→ **THE TASK**
In the aircraft inspection account, what was found on the lower fuselage near the wing root?

--- start EXTRACTED TEXT ---

We were below the aircraft forward passenger door, and I watched some portion of the lower frame almost detached and broken at some screw location. I took the picture and I asked my partners if it’s there anything remarkable. No sir, again the reply. What about this door frame, almost detached and actually broken? I didn’t see it. The reply from the new guy was a short and quick uppercut against me. We continued. Now we were close to the wing root, on the lower fuselage, and a corroded panel was watching us. Again my picture, again the question. Can you confirm if it’s corrosion we are dealing with here? My question was begging for a clue. Yes, it is, told me one of them. What about you? I asked the new guy again. I didn’t notice, sir!

I began a review in my head. I was looking for Part 43 of our regulations. The first concept I searched in my mind was competency. The rule states it is a “demonstrated skill for applying knowledge and proficiency, based on appropriate education, training, expertise and experience to perform a task as established by a prescribed regulation.” I understood many things along with the actual event after reading this definition. It was a blank spot or gap missing in this fundamental. Terms like appropriate training, expertise and experience were not present in this equation. My knowledge hunting was in on status even when I got home.

I was at my desk reading the regulations, and I found RAP 43.210(b)(3), which prescribed “the person issuing the return to service of the aircraft and proper components must possess actual maintenance experience in the aircraft or components thereof”, meaning that we are talking here about a person that actually worked within a maintenance environment for such aircraft or components thereof, and that such person actually issued return to service documentation and/or executed effective maintenance tasks at least on some of the aircraft systems and components thereof.

--- end EXTRACTED TEXT ---
--- start EXTRACTED INFORMATION ---

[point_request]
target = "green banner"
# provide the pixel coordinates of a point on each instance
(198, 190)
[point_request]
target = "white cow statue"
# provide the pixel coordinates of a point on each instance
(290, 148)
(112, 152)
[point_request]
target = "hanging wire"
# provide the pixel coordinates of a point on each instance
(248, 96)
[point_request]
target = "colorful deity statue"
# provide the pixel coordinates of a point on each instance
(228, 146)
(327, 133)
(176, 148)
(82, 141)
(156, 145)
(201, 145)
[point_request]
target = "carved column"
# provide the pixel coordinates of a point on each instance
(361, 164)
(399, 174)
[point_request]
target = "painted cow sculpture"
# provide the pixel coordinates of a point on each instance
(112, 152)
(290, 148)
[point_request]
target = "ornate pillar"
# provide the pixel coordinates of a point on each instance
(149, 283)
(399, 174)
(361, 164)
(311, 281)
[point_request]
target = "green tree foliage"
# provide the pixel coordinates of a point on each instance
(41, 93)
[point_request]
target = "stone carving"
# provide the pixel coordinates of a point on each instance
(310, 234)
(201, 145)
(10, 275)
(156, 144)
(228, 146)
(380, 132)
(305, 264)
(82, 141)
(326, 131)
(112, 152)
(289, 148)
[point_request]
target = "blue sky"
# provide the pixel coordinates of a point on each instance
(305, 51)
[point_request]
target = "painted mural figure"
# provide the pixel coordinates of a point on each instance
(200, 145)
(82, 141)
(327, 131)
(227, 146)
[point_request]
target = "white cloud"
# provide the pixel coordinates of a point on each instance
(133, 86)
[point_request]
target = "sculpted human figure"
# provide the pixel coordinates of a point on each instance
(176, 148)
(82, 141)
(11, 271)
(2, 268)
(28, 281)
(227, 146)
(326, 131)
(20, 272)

--- end EXTRACTED INFORMATION ---

→ **ANSWER FOR THIS EXERCISE**
A corroded panel.